▶ _WORK TO DO_
A) In the article on Honeywell's cockpit alerts, how much additional reaction time does Honeywell say its SURF-A alerts could have given pilots?
B) Copy everything in the article on Honeywell's cockpit alerts from "Moments before landing" down to "the airport safely.".

▶ _SOURCE EXTRACT_
ABOARD A HONEYWELL TEST PLANE — Aerospace giant Honeywell is building new cockpit alerts that developers say will give airline pilots more precious time to react to hazards at airports.

Honeywell senior test pilot Capt. Kirk Vining late last month put the alerts — called Surface Alert, or SURF-A — to the test by recreating some of the most serious near disasters at airports in recent aviation history.

Moments before landing at Topeka Regional Airport, a Gulfstream G550 business jet was stopped on the same runway where Vining was about to touch down at the Kansas airport.

“Traffic on runway!” called out the automated alert in the cockpit of Honeywell’s test plane: a 43-year-old Boeing 757, as Vining pulled up, aborted his landing and flew around the airport safely.

Honeywell’s Boeing 757 test plane on the ground in Topeka, Kansas.

Erin Black/CNBC

A host of serious close calls in recent years has raised concerns about how to better avoid them in ever-more congested airports. The National Transportation Safety Board and other safety experts have urged more advanced cockpit alerts like the ones Honeywell is testing.

Runway incursions, when a plane, person or vehicle is on the runway when they shouldn’t be, averaged 4.5 a day last year. The Federal Aviation Administration categorizes them by severity, where the top and rarest two are: “a serious incident in which a collision was narrowly avoided” followed by “an incident in which separation decreases and there is a significant potential for collision may result in a time-critical corrective/evasive response to avoid a collision.”

Serious runway incursions at U.S. airports peaked at 22 in 2023, the most in at least a decade. The FAA has added new lighting and other safety technology at airports around the country to try to get to its goal of zero close calls.

‘Good at being a bad pilot’

Consoles aboard Honeywell’s test plane, a Boeing 757.

Magdalena Petrova/CNBC

Honeywell said its SURF-A alerts could have given the pilots 10 additional seconds of reaction time with a potential collision notice. The new program Honeywell is testing uses Automatic Dependent Surveillance – Broadcast, or ADS-B data, a GPS for an airplane.

“It’s usually a very good working environment between pilots, air traffic control, airport management,” Vining said. “We get it done safely, efficiently and smoothly. But you could also see just the slightest interruption, a little variation, and things can go wrong very quickly.”

The aerospace giant already offers another suite of alerts that tells pilots if they’re about to make a mistake like landing or taking off on a taxiway instead of a runway, for example, with visual alerts on a screen as well as aural warnings — “Caution! Taxiway!” The so-called Smart X package also alerts pilots if flaps are not set correctly, if the runway is too short, or if they are coming in too high or too fast, among other situations.

“As aircraft get closer to the airports where there are other airplanes that are also flying low to the ground, attempting to land, that’s the most dangerous spot to have a collision occur,” said Jeff Guzzetti, a retired air safety investigator with the NTSB and the FAA.

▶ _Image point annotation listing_
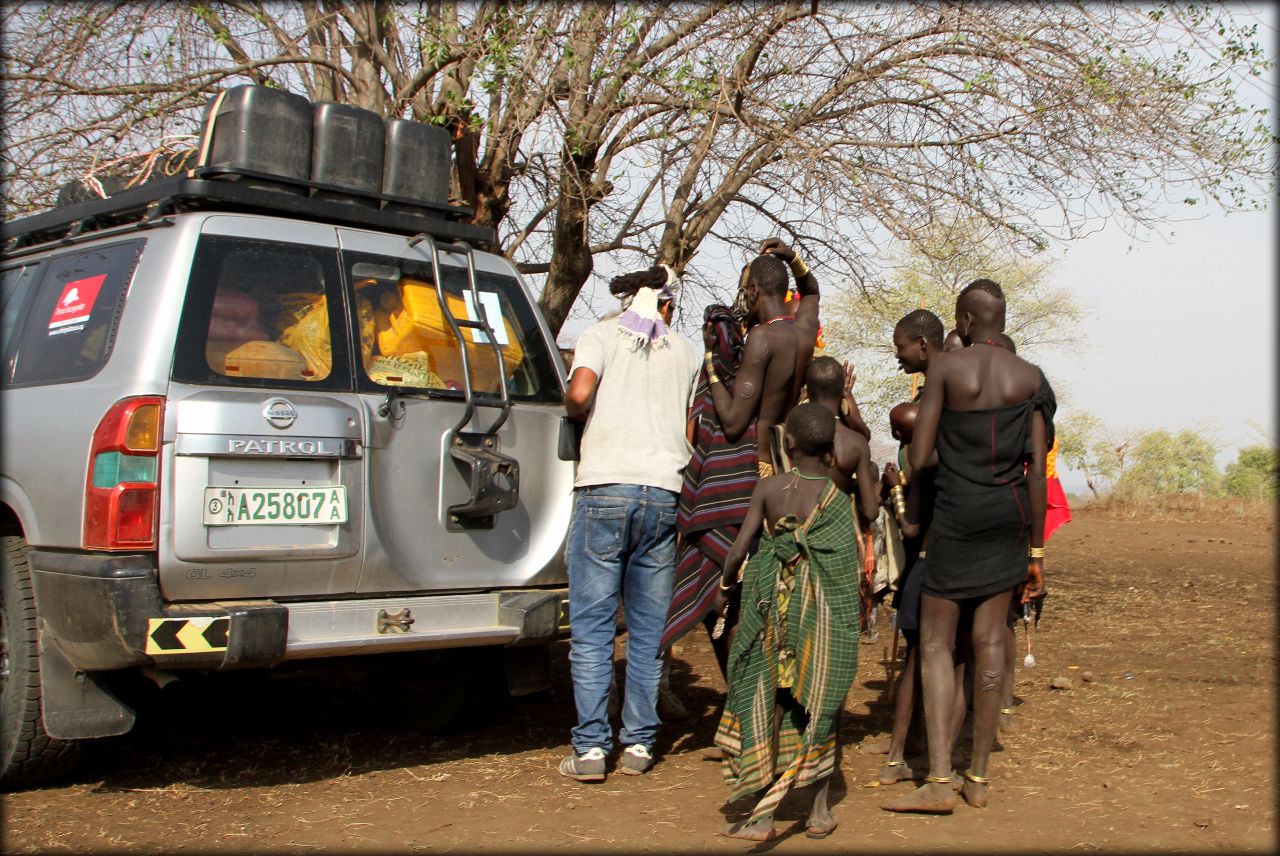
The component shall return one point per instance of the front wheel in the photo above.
(28, 756)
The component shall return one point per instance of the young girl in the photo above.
(794, 654)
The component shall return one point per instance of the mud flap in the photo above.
(74, 704)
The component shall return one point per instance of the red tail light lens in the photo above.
(122, 491)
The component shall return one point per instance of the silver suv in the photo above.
(246, 425)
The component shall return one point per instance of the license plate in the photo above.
(275, 506)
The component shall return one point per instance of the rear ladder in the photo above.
(493, 477)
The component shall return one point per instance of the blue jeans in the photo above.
(621, 541)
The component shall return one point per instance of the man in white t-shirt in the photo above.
(631, 383)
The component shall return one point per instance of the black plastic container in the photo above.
(80, 191)
(417, 163)
(347, 151)
(261, 129)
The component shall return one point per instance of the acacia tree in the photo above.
(1078, 436)
(929, 274)
(617, 131)
(1165, 463)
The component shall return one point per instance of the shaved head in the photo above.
(981, 311)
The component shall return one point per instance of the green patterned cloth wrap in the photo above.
(821, 626)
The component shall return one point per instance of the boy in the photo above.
(795, 653)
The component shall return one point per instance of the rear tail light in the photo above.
(122, 493)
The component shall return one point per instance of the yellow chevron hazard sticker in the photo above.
(195, 635)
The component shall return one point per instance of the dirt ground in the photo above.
(1169, 747)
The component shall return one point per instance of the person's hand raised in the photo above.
(775, 247)
(890, 477)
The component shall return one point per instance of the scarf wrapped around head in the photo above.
(641, 293)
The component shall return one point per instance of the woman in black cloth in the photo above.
(990, 415)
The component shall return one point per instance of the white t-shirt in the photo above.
(635, 433)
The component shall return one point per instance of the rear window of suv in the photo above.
(263, 314)
(406, 339)
(68, 325)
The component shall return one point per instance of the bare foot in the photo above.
(931, 797)
(759, 831)
(895, 773)
(819, 824)
(974, 793)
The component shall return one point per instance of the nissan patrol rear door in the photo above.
(412, 390)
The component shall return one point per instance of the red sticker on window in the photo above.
(76, 303)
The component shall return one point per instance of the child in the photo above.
(795, 653)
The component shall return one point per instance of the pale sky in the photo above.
(1179, 330)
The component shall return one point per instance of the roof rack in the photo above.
(211, 191)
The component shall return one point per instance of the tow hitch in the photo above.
(492, 476)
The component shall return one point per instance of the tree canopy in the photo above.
(640, 132)
(931, 274)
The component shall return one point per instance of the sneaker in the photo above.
(588, 767)
(670, 706)
(636, 760)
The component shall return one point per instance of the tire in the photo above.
(28, 756)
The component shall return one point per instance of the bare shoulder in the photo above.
(759, 342)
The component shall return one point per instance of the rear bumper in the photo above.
(106, 613)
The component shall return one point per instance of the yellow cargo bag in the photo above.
(304, 325)
(419, 325)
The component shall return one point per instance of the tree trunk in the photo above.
(571, 248)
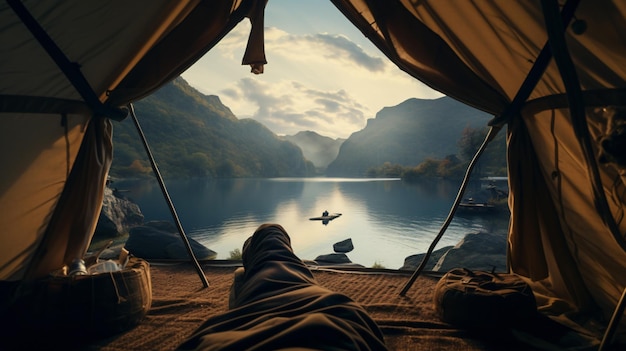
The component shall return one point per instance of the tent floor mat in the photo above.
(180, 304)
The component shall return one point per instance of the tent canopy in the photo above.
(545, 69)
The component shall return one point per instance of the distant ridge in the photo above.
(195, 135)
(321, 150)
(407, 134)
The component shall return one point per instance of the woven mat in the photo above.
(181, 303)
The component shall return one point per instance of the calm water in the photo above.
(387, 219)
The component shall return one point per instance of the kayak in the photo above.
(329, 217)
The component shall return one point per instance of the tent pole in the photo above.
(493, 131)
(155, 169)
(612, 327)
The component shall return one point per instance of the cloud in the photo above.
(340, 47)
(322, 82)
(290, 107)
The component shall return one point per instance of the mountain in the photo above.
(195, 135)
(320, 150)
(407, 134)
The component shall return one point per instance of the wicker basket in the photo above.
(85, 307)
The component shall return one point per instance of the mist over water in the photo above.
(387, 219)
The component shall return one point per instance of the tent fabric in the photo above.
(124, 51)
(478, 52)
(576, 257)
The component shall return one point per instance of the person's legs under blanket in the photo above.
(278, 305)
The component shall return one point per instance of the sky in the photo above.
(322, 75)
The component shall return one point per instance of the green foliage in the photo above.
(194, 135)
(407, 134)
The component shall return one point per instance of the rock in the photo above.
(160, 240)
(477, 251)
(117, 216)
(413, 261)
(334, 258)
(344, 246)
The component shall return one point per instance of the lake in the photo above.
(387, 219)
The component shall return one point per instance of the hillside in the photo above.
(407, 134)
(320, 150)
(195, 135)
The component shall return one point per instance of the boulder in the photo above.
(160, 240)
(477, 251)
(117, 216)
(344, 246)
(412, 262)
(334, 258)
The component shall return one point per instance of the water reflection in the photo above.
(387, 220)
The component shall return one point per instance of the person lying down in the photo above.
(275, 304)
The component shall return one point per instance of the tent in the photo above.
(549, 71)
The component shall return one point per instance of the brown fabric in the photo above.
(279, 305)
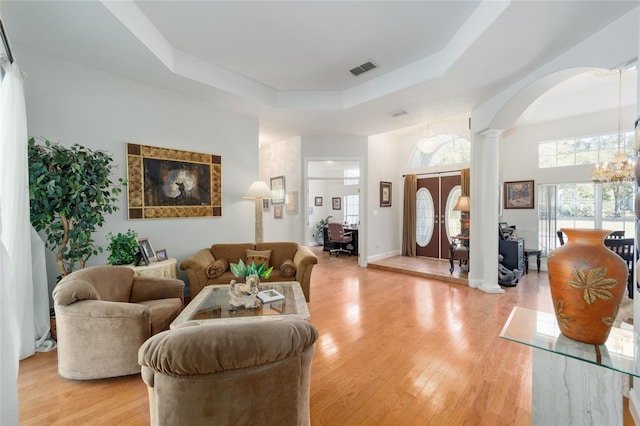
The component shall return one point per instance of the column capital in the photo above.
(491, 133)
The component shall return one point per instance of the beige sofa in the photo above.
(230, 374)
(290, 262)
(104, 314)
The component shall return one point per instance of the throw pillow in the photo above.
(288, 269)
(258, 257)
(217, 268)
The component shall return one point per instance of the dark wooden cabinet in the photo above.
(513, 253)
(352, 246)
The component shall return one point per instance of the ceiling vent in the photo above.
(397, 113)
(360, 69)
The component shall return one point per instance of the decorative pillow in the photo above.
(288, 269)
(217, 268)
(258, 257)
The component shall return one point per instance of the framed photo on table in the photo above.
(519, 194)
(146, 251)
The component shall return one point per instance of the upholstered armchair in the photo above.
(104, 314)
(230, 374)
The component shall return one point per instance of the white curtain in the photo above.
(24, 303)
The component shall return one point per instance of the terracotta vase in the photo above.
(587, 283)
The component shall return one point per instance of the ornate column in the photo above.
(483, 239)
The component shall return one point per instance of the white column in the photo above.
(483, 237)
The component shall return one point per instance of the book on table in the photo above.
(271, 295)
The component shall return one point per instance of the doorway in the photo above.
(436, 221)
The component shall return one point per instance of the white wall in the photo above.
(283, 159)
(384, 223)
(73, 104)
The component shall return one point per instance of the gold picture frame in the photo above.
(172, 183)
(519, 194)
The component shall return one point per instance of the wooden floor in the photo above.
(394, 349)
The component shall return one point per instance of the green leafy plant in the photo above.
(320, 227)
(70, 191)
(243, 271)
(122, 248)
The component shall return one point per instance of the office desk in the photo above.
(352, 246)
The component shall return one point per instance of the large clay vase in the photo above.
(587, 284)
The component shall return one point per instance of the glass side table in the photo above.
(573, 382)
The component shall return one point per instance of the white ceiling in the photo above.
(287, 62)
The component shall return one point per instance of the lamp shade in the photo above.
(258, 189)
(463, 204)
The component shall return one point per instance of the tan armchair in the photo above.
(230, 374)
(104, 314)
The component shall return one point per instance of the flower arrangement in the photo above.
(241, 270)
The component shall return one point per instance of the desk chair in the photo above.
(624, 247)
(616, 234)
(338, 236)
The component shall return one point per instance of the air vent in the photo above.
(398, 113)
(367, 66)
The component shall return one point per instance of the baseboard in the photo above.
(383, 255)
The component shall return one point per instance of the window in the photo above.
(352, 209)
(441, 150)
(585, 150)
(576, 205)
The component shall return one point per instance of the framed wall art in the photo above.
(519, 194)
(385, 194)
(336, 203)
(277, 190)
(171, 183)
(292, 202)
(277, 211)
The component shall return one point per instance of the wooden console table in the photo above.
(572, 382)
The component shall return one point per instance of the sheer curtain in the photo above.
(23, 329)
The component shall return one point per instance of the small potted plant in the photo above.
(319, 235)
(123, 248)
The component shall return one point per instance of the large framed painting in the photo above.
(519, 194)
(172, 183)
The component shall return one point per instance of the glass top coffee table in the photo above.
(211, 306)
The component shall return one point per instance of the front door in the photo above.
(435, 218)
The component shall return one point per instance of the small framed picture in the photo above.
(337, 203)
(278, 190)
(146, 250)
(292, 202)
(277, 211)
(385, 194)
(519, 194)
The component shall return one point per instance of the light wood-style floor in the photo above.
(393, 349)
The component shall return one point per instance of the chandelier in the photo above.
(620, 169)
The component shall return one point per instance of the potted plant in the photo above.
(319, 234)
(71, 192)
(123, 248)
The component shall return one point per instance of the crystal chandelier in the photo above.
(620, 169)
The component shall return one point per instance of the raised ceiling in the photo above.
(288, 62)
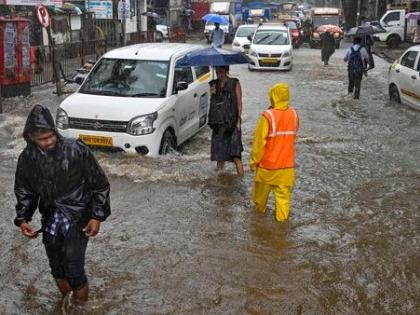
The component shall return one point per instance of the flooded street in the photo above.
(183, 239)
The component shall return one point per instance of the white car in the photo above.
(271, 48)
(162, 32)
(136, 99)
(404, 78)
(241, 36)
(209, 27)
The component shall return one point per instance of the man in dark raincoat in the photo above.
(61, 178)
(327, 46)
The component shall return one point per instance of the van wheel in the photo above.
(159, 37)
(394, 95)
(168, 143)
(393, 41)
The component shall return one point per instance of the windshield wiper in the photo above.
(146, 94)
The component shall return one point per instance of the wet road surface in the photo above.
(183, 239)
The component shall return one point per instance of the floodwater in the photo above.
(183, 239)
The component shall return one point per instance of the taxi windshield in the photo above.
(271, 37)
(127, 78)
(245, 31)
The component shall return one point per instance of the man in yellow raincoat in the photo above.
(273, 153)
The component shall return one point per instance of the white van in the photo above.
(136, 99)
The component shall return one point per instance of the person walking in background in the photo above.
(61, 178)
(273, 153)
(225, 120)
(356, 58)
(416, 33)
(367, 43)
(217, 36)
(327, 46)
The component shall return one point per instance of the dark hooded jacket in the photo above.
(67, 178)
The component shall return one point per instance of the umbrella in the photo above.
(365, 30)
(211, 57)
(150, 14)
(329, 28)
(215, 18)
(413, 15)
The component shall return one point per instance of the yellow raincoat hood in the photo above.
(279, 96)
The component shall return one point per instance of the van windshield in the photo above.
(246, 31)
(326, 20)
(127, 78)
(271, 37)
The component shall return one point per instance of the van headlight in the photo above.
(61, 119)
(142, 125)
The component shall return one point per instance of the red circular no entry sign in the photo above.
(43, 15)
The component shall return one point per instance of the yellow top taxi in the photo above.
(404, 78)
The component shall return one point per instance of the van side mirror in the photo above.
(181, 85)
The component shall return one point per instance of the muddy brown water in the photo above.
(183, 239)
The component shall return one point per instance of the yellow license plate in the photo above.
(96, 140)
(269, 60)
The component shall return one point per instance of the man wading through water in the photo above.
(61, 178)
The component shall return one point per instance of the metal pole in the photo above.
(359, 6)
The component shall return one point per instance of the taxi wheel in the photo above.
(168, 143)
(159, 37)
(394, 95)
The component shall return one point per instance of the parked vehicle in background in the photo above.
(404, 78)
(256, 13)
(232, 11)
(241, 37)
(136, 99)
(271, 48)
(320, 17)
(397, 26)
(295, 31)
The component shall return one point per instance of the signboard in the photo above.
(102, 9)
(43, 16)
(123, 9)
(57, 3)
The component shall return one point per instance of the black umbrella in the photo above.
(151, 14)
(365, 30)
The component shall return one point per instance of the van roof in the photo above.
(151, 51)
(273, 26)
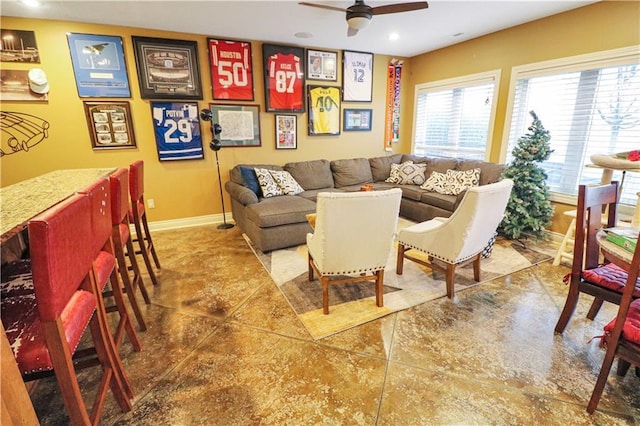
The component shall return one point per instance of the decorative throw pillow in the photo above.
(411, 174)
(458, 180)
(250, 180)
(436, 182)
(268, 185)
(286, 182)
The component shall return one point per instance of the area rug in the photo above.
(351, 305)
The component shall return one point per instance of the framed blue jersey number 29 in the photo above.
(177, 130)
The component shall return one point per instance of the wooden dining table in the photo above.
(19, 203)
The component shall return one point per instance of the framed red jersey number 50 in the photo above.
(231, 70)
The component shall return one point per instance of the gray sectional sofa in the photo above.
(280, 221)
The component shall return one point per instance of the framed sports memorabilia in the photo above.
(177, 130)
(321, 65)
(283, 78)
(167, 68)
(99, 66)
(324, 110)
(240, 124)
(357, 76)
(286, 131)
(231, 69)
(357, 119)
(110, 125)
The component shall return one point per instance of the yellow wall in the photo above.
(189, 188)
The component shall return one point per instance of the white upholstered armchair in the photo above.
(353, 238)
(460, 238)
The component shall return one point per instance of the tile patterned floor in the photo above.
(224, 347)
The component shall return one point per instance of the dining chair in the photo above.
(138, 216)
(603, 282)
(45, 328)
(460, 238)
(104, 261)
(352, 239)
(123, 243)
(621, 335)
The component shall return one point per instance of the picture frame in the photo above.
(240, 124)
(167, 68)
(284, 81)
(322, 65)
(231, 64)
(99, 65)
(357, 119)
(357, 76)
(286, 131)
(110, 124)
(177, 130)
(324, 110)
(18, 46)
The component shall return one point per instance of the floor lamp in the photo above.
(215, 145)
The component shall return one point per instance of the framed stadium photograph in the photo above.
(283, 78)
(177, 130)
(231, 69)
(110, 125)
(357, 76)
(322, 65)
(99, 66)
(167, 69)
(240, 124)
(324, 110)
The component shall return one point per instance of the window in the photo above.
(591, 105)
(454, 118)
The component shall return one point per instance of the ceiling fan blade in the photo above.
(322, 6)
(400, 7)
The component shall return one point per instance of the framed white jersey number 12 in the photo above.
(177, 130)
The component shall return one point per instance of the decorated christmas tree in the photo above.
(529, 209)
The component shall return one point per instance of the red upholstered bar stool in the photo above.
(104, 262)
(123, 244)
(44, 328)
(138, 216)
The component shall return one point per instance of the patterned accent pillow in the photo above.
(412, 174)
(286, 182)
(436, 182)
(268, 185)
(394, 174)
(459, 180)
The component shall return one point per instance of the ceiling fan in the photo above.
(359, 14)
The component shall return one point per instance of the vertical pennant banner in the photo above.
(392, 113)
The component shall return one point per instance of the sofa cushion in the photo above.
(269, 186)
(276, 211)
(489, 172)
(381, 166)
(286, 182)
(354, 171)
(250, 180)
(311, 174)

▶ _RESULTS OF THE EXERCISE_
A) 10 additional seconds.

B)
Moments before landing at Topeka Regional Airport, a Gulfstream G550 business jet was stopped on the same runway where Vining was about to touch down at the Kansas airport.

“Traffic on runway!” called out the automated alert in the cockpit of Honeywell’s test plane: a 43-year-old Boeing 757, as Vining pulled up, aborted his landing and flew around the airport safely.